[Task details] The output should be the line containing "Mark the innermost point of each instance of the black shoes" and every later line of the records, exactly as written, and nothing else.

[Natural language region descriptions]
==*==
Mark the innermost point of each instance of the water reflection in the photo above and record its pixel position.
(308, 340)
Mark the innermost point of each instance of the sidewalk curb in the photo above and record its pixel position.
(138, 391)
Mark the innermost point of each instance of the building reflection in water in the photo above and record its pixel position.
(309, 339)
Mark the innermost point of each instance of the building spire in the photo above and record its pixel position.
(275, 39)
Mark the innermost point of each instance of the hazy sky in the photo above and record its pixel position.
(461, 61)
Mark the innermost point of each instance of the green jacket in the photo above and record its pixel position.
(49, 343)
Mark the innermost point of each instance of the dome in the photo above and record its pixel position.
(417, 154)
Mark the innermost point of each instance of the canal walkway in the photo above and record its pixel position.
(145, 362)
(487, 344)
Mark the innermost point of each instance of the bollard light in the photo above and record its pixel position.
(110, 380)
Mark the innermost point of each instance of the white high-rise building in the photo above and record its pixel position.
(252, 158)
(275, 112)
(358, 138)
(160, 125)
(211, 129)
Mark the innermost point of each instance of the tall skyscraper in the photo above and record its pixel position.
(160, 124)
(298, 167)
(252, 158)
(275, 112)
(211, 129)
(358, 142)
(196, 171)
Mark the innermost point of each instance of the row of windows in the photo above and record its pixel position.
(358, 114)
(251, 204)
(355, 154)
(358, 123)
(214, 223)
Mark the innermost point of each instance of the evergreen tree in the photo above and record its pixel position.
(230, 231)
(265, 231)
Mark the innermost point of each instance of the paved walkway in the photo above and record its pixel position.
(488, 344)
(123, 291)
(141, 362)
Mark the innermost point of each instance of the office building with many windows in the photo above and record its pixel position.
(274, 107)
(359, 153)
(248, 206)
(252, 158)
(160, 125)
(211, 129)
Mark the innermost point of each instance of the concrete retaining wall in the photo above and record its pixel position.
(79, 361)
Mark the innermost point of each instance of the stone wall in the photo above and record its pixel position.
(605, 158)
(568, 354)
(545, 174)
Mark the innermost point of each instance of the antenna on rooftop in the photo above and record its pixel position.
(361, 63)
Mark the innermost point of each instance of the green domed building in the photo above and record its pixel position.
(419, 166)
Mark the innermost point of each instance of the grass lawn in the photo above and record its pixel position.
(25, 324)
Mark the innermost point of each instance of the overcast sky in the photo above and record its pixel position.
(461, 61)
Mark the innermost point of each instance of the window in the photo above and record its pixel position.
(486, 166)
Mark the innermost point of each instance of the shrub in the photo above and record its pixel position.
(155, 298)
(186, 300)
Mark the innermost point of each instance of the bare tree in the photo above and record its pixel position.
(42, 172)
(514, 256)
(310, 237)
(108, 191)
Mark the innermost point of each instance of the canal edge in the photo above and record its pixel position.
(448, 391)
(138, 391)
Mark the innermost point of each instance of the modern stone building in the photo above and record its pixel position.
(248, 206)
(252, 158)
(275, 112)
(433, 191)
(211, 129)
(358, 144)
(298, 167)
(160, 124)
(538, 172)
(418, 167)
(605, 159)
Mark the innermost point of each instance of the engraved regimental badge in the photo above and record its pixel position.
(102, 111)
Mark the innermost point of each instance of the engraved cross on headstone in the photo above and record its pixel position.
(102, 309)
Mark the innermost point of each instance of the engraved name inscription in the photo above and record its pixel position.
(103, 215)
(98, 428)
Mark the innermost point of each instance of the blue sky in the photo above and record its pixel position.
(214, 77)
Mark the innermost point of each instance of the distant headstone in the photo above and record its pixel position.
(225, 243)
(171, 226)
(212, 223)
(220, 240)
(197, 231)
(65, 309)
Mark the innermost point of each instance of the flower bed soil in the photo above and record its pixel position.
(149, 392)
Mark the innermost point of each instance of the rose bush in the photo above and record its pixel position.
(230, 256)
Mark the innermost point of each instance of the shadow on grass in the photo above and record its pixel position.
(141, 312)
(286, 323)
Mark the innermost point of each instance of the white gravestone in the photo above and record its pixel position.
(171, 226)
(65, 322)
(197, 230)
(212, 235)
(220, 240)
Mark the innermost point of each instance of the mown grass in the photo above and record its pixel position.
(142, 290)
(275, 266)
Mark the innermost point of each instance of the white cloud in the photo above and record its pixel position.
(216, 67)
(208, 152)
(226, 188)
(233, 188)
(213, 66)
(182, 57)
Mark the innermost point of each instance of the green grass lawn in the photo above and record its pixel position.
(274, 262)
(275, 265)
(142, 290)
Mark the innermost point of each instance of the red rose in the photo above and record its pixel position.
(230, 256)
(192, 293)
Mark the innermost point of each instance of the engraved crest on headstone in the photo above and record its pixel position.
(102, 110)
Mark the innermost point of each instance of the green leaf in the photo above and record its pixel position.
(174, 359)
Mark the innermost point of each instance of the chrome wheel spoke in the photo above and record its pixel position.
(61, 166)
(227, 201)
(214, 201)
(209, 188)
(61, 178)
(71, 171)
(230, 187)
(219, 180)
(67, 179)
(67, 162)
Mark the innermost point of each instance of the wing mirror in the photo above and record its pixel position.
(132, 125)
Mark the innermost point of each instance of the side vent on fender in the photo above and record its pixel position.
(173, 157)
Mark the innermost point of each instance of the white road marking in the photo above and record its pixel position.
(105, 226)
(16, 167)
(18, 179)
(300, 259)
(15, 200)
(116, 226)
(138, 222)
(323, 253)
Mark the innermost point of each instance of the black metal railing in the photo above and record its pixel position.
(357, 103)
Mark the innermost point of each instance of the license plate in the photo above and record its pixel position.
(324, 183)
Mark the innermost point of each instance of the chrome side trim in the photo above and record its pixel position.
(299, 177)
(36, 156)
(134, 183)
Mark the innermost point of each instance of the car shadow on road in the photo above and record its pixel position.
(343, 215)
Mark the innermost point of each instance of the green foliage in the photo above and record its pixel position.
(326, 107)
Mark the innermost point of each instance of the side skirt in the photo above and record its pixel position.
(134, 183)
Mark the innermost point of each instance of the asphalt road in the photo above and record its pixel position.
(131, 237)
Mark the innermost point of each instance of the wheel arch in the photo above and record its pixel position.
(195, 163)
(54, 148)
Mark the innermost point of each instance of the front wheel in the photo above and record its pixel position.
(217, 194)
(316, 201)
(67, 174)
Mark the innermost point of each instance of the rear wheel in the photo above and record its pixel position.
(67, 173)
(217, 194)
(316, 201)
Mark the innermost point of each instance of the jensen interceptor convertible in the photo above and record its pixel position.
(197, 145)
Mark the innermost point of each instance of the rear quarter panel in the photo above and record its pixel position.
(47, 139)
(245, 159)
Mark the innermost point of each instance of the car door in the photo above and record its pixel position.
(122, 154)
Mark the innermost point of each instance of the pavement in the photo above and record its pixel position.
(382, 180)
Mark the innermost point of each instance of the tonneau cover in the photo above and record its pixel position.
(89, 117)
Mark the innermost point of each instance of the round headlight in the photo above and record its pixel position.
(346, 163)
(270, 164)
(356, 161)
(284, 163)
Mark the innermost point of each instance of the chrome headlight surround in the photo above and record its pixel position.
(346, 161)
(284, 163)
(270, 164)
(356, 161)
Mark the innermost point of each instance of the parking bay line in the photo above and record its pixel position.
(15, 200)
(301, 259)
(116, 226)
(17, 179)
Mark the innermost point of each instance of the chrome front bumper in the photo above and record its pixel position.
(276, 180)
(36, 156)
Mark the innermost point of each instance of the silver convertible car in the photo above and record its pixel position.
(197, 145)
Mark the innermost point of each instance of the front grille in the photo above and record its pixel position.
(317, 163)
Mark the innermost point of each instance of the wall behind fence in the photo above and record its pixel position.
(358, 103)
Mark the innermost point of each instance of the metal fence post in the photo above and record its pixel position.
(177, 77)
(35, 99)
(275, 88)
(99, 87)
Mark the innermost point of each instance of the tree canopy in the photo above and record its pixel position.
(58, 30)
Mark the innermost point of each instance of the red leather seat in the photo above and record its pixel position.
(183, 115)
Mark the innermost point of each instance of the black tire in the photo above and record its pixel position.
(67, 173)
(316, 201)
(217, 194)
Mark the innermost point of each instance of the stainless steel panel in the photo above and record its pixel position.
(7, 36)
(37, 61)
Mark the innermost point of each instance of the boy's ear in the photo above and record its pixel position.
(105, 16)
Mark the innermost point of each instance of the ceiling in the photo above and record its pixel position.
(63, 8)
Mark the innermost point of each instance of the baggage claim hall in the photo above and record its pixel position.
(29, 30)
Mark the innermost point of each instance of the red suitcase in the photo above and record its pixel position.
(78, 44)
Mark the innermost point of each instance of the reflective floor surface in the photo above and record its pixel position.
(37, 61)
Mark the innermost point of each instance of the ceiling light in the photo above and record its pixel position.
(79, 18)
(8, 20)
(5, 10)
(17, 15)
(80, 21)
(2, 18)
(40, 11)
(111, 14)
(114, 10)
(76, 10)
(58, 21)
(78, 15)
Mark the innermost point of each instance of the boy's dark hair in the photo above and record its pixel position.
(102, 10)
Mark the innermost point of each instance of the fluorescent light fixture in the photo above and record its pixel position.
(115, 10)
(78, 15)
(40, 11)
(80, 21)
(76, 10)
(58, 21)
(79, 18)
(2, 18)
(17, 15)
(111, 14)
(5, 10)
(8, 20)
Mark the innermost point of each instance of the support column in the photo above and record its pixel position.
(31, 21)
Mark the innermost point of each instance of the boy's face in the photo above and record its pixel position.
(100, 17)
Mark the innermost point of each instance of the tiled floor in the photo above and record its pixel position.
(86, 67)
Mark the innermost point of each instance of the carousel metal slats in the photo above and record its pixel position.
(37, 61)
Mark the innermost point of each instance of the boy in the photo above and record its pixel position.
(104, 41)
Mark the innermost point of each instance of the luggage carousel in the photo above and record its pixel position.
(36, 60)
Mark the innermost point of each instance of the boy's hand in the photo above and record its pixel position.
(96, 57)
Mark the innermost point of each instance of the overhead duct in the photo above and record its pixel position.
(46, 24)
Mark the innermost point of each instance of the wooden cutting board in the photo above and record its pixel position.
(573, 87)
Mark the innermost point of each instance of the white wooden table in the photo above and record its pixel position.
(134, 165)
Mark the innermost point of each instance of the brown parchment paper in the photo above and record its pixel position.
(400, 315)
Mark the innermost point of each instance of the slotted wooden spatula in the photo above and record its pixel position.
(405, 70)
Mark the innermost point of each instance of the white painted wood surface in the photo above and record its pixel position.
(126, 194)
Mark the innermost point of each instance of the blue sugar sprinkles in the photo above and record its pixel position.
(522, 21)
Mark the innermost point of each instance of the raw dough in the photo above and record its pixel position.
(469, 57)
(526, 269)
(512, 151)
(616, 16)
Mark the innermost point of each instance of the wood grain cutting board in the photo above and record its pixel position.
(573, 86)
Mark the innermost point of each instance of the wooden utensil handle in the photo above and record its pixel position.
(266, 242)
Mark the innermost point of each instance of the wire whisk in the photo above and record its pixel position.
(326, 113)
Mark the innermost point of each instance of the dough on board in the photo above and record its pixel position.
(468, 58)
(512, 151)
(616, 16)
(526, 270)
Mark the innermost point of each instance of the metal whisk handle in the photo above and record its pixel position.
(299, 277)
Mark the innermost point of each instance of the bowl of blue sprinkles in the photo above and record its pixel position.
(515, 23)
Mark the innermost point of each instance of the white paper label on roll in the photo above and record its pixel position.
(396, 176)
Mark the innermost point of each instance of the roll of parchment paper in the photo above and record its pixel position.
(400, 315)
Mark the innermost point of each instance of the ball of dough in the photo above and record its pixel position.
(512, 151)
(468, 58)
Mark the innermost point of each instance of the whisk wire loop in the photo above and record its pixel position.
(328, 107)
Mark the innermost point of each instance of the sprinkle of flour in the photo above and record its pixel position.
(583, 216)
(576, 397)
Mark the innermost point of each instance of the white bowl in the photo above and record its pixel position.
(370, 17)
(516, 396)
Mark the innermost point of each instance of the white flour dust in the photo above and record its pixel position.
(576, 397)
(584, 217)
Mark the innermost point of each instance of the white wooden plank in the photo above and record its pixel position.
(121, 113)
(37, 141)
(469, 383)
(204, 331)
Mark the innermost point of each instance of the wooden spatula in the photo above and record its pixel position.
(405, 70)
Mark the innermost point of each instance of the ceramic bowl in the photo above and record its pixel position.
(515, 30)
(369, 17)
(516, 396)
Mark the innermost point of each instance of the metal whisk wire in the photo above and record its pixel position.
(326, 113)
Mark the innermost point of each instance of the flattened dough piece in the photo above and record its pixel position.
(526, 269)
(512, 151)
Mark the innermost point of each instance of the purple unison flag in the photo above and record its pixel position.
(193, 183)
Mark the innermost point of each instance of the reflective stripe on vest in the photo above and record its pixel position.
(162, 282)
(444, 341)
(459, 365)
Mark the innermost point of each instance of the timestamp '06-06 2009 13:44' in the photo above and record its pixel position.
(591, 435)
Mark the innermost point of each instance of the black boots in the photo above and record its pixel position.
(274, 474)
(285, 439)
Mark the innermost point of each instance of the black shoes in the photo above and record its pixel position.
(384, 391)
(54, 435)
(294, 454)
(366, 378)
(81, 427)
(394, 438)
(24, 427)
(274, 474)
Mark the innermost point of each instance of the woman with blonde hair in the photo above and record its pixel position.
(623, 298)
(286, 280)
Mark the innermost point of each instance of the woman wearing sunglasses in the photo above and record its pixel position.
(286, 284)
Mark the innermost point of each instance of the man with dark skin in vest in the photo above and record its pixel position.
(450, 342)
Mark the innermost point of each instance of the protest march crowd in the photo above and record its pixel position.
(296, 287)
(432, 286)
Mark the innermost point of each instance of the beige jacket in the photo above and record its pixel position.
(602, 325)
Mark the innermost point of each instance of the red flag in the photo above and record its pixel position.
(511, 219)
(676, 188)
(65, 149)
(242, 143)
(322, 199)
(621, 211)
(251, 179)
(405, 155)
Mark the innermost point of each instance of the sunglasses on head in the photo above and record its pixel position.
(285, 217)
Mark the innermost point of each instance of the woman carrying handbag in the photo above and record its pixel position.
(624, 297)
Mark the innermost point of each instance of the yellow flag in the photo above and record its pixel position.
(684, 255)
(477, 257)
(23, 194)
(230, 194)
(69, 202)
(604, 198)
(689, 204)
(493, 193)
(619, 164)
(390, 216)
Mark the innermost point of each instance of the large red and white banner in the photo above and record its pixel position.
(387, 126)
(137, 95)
==*==
[Worked solution]
Mark the innermost point of each instance of the black shoes in the photo above and record its pixel position.
(384, 391)
(54, 435)
(294, 454)
(366, 378)
(81, 427)
(394, 438)
(24, 427)
(274, 474)
Mark the innermost point of each instance of the woman with blonde hair in the photo above and record its pixel position.
(623, 298)
(286, 280)
Mark the innermost point of each instance of the woman wearing sunglasses in the photo above and record its pixel position.
(286, 284)
Mark the innermost point of each instance of the man with dark skin in vest in the photo above and record its pixel position.
(450, 342)
Mark the innermost point of each instance of the protest march crowd in the photo above and record its pixel position.
(296, 287)
(432, 286)
Mark the innermost point of each instance of the beige jacket in the photo above and record its pixel position.
(602, 325)
Mark the innermost point of each instance of the red flag in the photo above and record its pixel position.
(511, 219)
(676, 188)
(65, 149)
(242, 143)
(322, 199)
(621, 211)
(251, 179)
(405, 155)
Mark the innermost point of each instance of the sunglasses on head in the photo above and record its pixel position.
(285, 217)
Mark the innermost point of each instance of the woman carrying handbag in the photo above and record its pixel position.
(624, 297)
Mark the innermost point of each instance of the yellow flag in the photo above and record its pixel position.
(684, 255)
(477, 257)
(23, 194)
(230, 194)
(69, 202)
(604, 198)
(689, 204)
(493, 193)
(619, 164)
(390, 216)
Mark the innermost point of each instance of the large red and white banner in the photo above and record its pixel position.
(387, 126)
(137, 95)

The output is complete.